◆ Aim: Quote the records that follow in full and exactly; leave out the pictures.

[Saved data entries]

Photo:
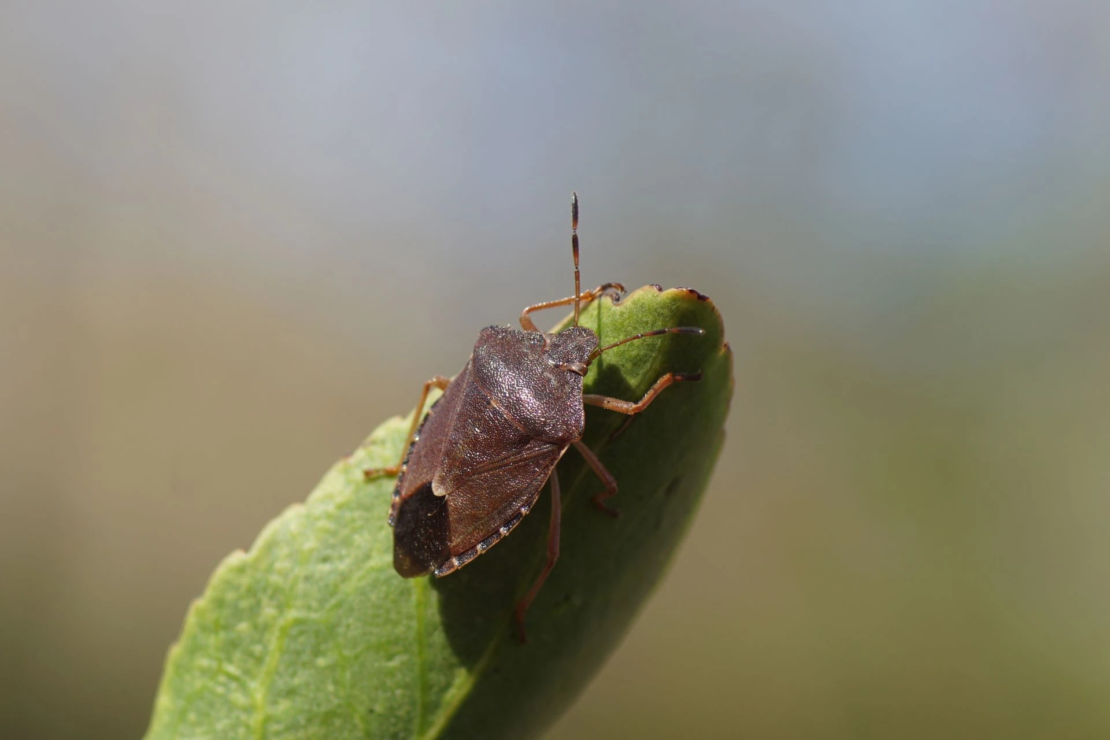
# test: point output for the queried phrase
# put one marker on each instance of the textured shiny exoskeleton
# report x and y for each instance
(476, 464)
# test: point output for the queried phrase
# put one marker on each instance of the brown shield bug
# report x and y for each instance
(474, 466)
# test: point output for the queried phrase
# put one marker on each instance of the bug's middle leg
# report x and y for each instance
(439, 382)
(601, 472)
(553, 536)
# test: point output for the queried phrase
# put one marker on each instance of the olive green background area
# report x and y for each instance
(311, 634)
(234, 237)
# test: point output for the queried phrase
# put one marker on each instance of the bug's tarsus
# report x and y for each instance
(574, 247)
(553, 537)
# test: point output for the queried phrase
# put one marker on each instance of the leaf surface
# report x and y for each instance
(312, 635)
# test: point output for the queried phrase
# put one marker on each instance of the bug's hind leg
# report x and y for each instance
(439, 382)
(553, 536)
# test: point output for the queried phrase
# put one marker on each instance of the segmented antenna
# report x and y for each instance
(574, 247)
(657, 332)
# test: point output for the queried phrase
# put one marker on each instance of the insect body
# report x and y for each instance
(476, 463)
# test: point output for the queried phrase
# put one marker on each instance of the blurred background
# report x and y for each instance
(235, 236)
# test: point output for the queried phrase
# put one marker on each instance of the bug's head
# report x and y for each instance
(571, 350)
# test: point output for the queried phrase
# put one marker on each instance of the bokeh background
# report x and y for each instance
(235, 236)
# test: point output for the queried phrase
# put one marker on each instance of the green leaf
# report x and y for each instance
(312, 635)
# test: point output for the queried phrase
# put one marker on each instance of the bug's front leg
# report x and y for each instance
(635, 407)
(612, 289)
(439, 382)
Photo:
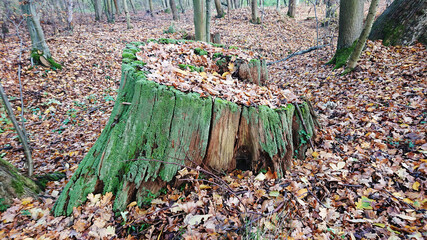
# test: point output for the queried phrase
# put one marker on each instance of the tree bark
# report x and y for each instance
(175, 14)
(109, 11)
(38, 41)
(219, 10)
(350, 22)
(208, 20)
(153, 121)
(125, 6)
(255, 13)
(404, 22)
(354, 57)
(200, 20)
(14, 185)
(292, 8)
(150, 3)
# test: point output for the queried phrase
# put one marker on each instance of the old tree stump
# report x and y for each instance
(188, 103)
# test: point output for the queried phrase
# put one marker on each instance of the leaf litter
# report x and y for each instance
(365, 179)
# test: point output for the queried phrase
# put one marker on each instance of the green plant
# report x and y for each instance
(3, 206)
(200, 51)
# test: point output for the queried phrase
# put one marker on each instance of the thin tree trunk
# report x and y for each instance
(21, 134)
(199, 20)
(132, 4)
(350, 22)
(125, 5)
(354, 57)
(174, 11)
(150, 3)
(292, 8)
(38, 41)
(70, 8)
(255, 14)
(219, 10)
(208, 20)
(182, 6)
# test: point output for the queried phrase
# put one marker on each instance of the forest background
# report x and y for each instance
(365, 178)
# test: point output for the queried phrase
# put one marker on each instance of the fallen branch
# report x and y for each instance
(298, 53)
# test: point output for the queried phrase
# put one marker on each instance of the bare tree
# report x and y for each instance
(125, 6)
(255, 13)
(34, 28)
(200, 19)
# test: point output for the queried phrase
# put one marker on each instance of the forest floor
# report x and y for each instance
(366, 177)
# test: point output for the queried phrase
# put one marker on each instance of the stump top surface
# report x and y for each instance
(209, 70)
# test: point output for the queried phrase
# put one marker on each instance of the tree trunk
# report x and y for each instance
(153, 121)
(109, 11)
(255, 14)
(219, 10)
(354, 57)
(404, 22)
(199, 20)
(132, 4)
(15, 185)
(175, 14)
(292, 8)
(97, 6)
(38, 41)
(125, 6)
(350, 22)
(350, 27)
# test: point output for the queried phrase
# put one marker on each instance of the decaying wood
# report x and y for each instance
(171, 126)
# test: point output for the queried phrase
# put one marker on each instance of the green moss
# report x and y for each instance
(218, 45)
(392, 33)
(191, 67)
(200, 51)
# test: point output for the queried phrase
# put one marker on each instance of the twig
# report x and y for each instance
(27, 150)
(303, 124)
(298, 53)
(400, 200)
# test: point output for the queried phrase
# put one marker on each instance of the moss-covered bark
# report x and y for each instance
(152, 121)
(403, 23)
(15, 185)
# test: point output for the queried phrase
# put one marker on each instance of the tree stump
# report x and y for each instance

◆ The completed task:
Photo:
# test: point output for the queried phrase
# put one marker on each instance of the textured shiny exoskeleton
# report x and y for each instance
(476, 464)
# test: point output for the queried phrase
# put one marker on each instance of the brown shield bug
# report x and y for each instance
(474, 466)
# test: point output for the queried phrase
# put one marker on each instance of the bug's middle leg
# report x and y for each instance
(439, 382)
(601, 472)
(553, 536)
# test: point output for the queried phrase
# put one marker on each instance of the olive green background area
# report x and y for each instance
(311, 634)
(234, 237)
# test: point output for the queried phrase
# put one marker on each instance of the bug's tarsus
# report x and y for each instance
(574, 247)
(553, 537)
# test: point output for the queried phrase
# put one marker on each instance of the leaf surface
# report x and y for each instance
(312, 635)
# test: point output for the queried phrase
# put one marker on each instance of the bug's hind leg
# report x and y for each instance
(439, 382)
(553, 536)
# test: point output for the queried phrase
# put one marker on each instance of the segmented antenna
# report x and y for each instance
(574, 247)
(657, 332)
# test: point output for the queried phrase
# put one marker on each instance of the insect body
# report x and y for each instance
(476, 463)
# test: point output for the queried phrase
# put one marker on each instance of the blurred background
# report x and y for each instance
(235, 236)
# test: point output for the queried phrase
# put one marker on each instance of the bug's head
# report x and y for each instance
(571, 350)
# test: point output for the queried phrase
# put one marker on each instance of the bokeh background
# report x and y for each instance
(235, 236)
# test: point output for the queried phrase
# put one marker on each instance of the green leaf
# report x and y for each instance
(312, 635)
# test: point output for the queried phrase
# put one marker on each instance of the bug's front leg
# report x and y for each instance
(635, 407)
(612, 289)
(439, 382)
Photo:
# test: point output for the queried phrase
# put one marker on each instance of the tree bark
# report x and y for each instance
(175, 14)
(109, 11)
(38, 41)
(219, 10)
(350, 22)
(208, 20)
(153, 121)
(125, 6)
(255, 13)
(404, 22)
(354, 57)
(200, 20)
(14, 185)
(292, 8)
(150, 3)
# test: point output for the queried phrase
# put one marker on each instance of the old tree stump
# report x and y for each instance
(188, 103)
# test: point output for the queried phrase
# put one marker on each instance of the leaf litter
# report x and y for each instance
(365, 179)
# test: point output for the queried phrase
# put one marker on each instance of the green plant
# report x and y for each instance
(3, 206)
(200, 51)
# test: point output for the queried phrase
# put one marker on each instance of the thin tree trunk
# report x and y for each instance
(21, 134)
(199, 20)
(132, 4)
(350, 22)
(125, 5)
(354, 57)
(174, 11)
(150, 3)
(292, 8)
(38, 41)
(70, 8)
(255, 14)
(219, 10)
(208, 20)
(182, 6)
# test: point output for the queried phrase
# put one marker on each instance of the forest background
# report x and y for each instance
(365, 178)
# test: point output for the queried phrase
# put one marker on each instance of the fallen branch
# report x and y for each instance
(298, 53)
# test: point output for the queried phrase
# put one marker on each instance of the bare tree
# report x and y for each instance
(125, 6)
(255, 13)
(34, 28)
(200, 19)
# test: point output for the queried phrase
# put one marker on each instance of the forest floor
# report x and y for each instance
(366, 177)
# test: point output for the queried phrase
# put one marker on each instance of the stump top surface
# report x and y for each instance
(209, 70)
# test: point output for the queried phrase
# put one marker on each instance of the tree trunk
# report x and y for each instance
(153, 121)
(109, 11)
(255, 14)
(219, 10)
(354, 57)
(404, 22)
(199, 20)
(132, 4)
(15, 185)
(175, 14)
(292, 8)
(97, 6)
(38, 41)
(125, 6)
(350, 22)
(350, 27)
# test: point output for the queried phrase
# put one marker on each instance of the decaying wood
# report x and y for each instance
(171, 126)
# test: point output for the queried phrase
# put one marker on each instance of the green moss
# report x and y for each instance
(218, 45)
(392, 33)
(191, 67)
(200, 51)
# test: point output for the queried phrase
# put one marker on each instance of the twig
# report x and y for each instance
(27, 150)
(303, 124)
(298, 53)
(400, 200)
# test: point output for the queried phrase
# put one marker on each instance of the moss-covered bark
# report x and y for each instance
(152, 121)
(403, 23)
(15, 185)
# test: point output for the queried phrase
# put one marker on each instance of the tree stump
# report x and y for each instance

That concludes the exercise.